** START **

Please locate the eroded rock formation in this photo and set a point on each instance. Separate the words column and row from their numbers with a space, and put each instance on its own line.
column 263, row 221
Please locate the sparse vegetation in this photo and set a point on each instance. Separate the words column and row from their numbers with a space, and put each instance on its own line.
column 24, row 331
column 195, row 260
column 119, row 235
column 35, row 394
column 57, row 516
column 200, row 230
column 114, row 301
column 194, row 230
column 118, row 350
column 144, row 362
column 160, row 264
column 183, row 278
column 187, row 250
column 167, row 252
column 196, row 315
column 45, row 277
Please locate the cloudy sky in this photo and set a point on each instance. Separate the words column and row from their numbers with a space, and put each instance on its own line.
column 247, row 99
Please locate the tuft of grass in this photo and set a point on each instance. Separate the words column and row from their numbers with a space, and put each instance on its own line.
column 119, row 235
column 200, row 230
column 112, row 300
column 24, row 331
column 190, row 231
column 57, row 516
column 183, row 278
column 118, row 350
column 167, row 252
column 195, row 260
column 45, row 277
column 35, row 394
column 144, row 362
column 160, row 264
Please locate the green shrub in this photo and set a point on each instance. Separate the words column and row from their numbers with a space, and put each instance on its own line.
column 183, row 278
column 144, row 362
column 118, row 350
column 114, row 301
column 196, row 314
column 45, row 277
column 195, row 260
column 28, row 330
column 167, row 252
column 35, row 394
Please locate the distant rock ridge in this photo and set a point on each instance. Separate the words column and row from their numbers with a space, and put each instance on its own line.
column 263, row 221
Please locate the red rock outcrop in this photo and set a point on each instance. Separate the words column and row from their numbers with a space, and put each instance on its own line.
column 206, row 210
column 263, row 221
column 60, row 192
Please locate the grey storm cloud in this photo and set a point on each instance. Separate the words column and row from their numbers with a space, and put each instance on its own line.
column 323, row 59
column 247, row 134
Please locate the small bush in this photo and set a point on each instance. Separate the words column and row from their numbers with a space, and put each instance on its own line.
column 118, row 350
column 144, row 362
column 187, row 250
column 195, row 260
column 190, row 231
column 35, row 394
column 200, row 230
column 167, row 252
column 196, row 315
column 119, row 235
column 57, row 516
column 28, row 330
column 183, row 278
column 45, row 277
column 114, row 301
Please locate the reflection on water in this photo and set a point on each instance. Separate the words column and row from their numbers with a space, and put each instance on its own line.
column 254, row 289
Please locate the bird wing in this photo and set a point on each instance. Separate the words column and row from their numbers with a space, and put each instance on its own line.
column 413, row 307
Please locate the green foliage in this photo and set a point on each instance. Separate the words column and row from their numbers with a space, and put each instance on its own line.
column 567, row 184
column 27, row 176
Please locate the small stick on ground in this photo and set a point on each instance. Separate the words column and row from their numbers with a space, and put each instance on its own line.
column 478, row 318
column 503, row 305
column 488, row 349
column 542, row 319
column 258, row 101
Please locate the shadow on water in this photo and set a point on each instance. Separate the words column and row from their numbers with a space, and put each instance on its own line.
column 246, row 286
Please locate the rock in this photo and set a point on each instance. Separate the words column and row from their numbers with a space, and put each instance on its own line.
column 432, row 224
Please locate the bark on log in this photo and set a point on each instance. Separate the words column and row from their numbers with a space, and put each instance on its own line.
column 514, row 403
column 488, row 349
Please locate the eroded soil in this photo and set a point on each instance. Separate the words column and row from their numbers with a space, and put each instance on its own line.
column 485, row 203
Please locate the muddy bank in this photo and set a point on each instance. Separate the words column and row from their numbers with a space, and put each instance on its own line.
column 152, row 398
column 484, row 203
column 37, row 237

** END **

The request: Return all of the records above word for word, with no changes.

Full solution:
Please locate the eroded rock formation in this photo and set a point on each instance. Separate the words column and row from their numbers with a space, and put each instance on its own line.
column 263, row 221
Please locate the sparse vegetation in this photo and set a point on each instance. Separate the words column and row from their numbers with a space, and put each instance on its own line.
column 24, row 331
column 195, row 260
column 119, row 235
column 35, row 394
column 57, row 516
column 200, row 230
column 114, row 301
column 194, row 230
column 118, row 350
column 144, row 362
column 160, row 264
column 183, row 278
column 187, row 250
column 167, row 252
column 196, row 315
column 45, row 277
Please locate the cloudy sky in this photo and set a point on each instance. Separate the words column and row from their numbers with a space, and put each instance on its own line.
column 247, row 99
Please locate the tuft of grass in this photo and set a point on each instance. Separate the words column and row from their numbers with a space, and put each instance on its own line.
column 119, row 235
column 200, row 230
column 112, row 300
column 24, row 331
column 190, row 231
column 57, row 516
column 183, row 278
column 118, row 350
column 167, row 252
column 195, row 260
column 45, row 277
column 35, row 394
column 144, row 362
column 160, row 264
Please locate the green shrub in this photo and set a point on each instance. Separate the words column and row from their numbers with a space, and put each instance on its own line.
column 183, row 278
column 144, row 362
column 118, row 350
column 114, row 301
column 196, row 314
column 45, row 277
column 195, row 260
column 28, row 330
column 167, row 252
column 35, row 394
Please locate the distant rock ridge in this photo and set a point on each instance. Separate the words column and row from their numbers with a space, and put each instance on its own line.
column 263, row 221
Please locate the red rock outcrop in this photo and set a point on each instance. Separate the words column and row from their numbers with a space, and put each instance on its own line.
column 206, row 210
column 263, row 221
column 60, row 192
Please locate the grey storm cloud in this photo and set a point on each instance. Separate the words column and row from their numbers with a space, and put each instance on its own line.
column 323, row 59
column 247, row 134
Please locate the small bush in this photo and set a point on each instance. Separate the words column and row from their numbers with a space, and put each instance on its own line.
column 118, row 350
column 144, row 362
column 187, row 250
column 195, row 260
column 190, row 231
column 35, row 394
column 200, row 230
column 167, row 252
column 196, row 315
column 119, row 235
column 57, row 516
column 28, row 330
column 183, row 278
column 45, row 277
column 114, row 301
Please locate the reflection on water in this photo and set a point on each instance. Separate the words column and row from their numbers with a space, and put each instance on its own line.
column 254, row 289
Please locate the bird wing in this photo and set a point on each instance. Separate the words column and row from their numbers with a space, and put each instance on its own line.
column 413, row 307
Please locate the green foliage in this photo and set a point on each instance. Separate the words column and row from their numbers with a space, and put each instance on its own line.
column 567, row 184
column 27, row 176
Please locate the small stick on ground in this photo and set a point on each instance. Separate the words column and row from their numbers with a space, and put each instance on its own line.
column 478, row 318
column 503, row 305
column 488, row 349
column 542, row 319
column 258, row 101
Please locate the shadow on water in this photo and set a point on each instance. Separate the words column and row from their numbers with a space, and put each instance on its own line.
column 246, row 286
Please locate the rock in this photo and set a point on each instance. Separate the words column and row from their numbers with a space, and put each instance on its own line.
column 432, row 224
Please locate the bark on log in this photo and set a point on each instance. Separate the words column and row from their numbers with a space, and put each instance on its own line.
column 514, row 403
column 488, row 349
Please locate the eroded soil in this photo and set a point on each instance. Separate the words column and row from their numbers with a space, and put each instance on its own line.
column 485, row 203
Please locate the muddy bank in this photo and set a point on each instance. Separate the words column and row from their numbers with a space, and put each instance on its own line.
column 152, row 398
column 484, row 203
column 37, row 237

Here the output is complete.